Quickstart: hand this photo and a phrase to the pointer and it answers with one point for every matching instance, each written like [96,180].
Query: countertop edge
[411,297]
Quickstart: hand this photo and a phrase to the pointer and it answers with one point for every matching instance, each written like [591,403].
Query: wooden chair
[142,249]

» **Exercise**: Can you reproduce every line of the data above, requests included, while scaling each point coordinate in the answers by 2.45 and rounding it to a whole number, with halves rounded up? Leave the requests unchanged, including the sample points written in them.

» **Result of this task**:
Quickstart: hand this photo and a phrase to the pointer and it answers with one point for every matching instance, each written like [96,180].
Query: countertop edge
[1007,728]
Quickstart: hand this photo and a phrase to the pointer and it answers with one point for every matching instance, each written like [591,403].
Query: wooden chair
[348,610]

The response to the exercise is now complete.